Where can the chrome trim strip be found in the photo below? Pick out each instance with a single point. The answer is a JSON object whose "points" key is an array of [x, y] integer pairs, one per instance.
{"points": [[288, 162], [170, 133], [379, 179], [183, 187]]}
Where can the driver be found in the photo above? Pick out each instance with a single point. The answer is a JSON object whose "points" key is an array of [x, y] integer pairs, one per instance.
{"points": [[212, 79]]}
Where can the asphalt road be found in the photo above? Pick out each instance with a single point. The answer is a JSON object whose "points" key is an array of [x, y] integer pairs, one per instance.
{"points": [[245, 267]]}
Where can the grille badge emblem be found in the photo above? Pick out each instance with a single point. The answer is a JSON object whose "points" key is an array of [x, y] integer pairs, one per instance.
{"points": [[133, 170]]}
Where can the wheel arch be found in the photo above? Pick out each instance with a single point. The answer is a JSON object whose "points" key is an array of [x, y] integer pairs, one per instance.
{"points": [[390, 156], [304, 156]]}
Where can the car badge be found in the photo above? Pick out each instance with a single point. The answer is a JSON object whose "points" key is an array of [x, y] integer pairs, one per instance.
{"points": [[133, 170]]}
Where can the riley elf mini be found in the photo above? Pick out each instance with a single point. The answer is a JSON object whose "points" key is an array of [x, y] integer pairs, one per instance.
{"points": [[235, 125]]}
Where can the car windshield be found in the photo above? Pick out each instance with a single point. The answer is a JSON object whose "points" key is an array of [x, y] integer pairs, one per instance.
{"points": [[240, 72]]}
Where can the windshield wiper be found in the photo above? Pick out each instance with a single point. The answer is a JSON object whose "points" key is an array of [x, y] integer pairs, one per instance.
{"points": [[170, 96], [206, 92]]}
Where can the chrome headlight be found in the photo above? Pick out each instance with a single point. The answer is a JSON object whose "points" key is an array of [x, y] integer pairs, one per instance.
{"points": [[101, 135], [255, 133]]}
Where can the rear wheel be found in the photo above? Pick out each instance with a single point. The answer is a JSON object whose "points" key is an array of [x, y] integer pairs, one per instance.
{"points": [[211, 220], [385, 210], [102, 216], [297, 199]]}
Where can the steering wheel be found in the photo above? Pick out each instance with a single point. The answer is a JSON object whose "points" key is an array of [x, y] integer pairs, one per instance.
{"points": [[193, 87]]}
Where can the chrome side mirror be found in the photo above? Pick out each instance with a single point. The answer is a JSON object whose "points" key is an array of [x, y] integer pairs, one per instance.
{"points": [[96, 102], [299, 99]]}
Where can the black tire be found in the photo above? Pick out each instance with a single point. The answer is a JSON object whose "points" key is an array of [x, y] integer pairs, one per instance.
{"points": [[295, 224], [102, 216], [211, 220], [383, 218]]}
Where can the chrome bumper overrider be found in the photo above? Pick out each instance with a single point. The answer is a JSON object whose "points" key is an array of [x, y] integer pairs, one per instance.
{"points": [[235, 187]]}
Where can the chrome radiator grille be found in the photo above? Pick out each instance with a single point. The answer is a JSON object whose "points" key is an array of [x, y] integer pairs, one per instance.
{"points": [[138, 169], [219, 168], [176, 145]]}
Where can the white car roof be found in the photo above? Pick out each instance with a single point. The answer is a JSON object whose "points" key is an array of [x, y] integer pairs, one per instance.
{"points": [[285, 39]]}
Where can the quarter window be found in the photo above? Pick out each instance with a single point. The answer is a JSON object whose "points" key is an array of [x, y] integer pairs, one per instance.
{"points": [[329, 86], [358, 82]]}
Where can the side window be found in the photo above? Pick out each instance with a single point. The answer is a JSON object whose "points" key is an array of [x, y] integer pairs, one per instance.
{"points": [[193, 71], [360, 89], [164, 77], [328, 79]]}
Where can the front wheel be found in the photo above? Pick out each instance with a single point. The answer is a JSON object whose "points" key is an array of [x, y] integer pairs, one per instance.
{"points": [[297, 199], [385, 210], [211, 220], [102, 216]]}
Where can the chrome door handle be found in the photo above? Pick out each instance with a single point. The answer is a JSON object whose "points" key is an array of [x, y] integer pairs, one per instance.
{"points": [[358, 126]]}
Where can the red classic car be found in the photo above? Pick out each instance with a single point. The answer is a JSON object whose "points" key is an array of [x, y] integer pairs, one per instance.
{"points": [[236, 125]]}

----

Reproduce the data from the line containing "Where can the red" through the end of the data, inclusive, substituting "vintage car" for "classic car" and leaving all other text unchanged.

Where can the red vintage car be found in the photo above? Pick out each instance with a single point. The answer is a JSON object whose "points" key is an array of [x, y] integer pairs, one per instance.
{"points": [[236, 125]]}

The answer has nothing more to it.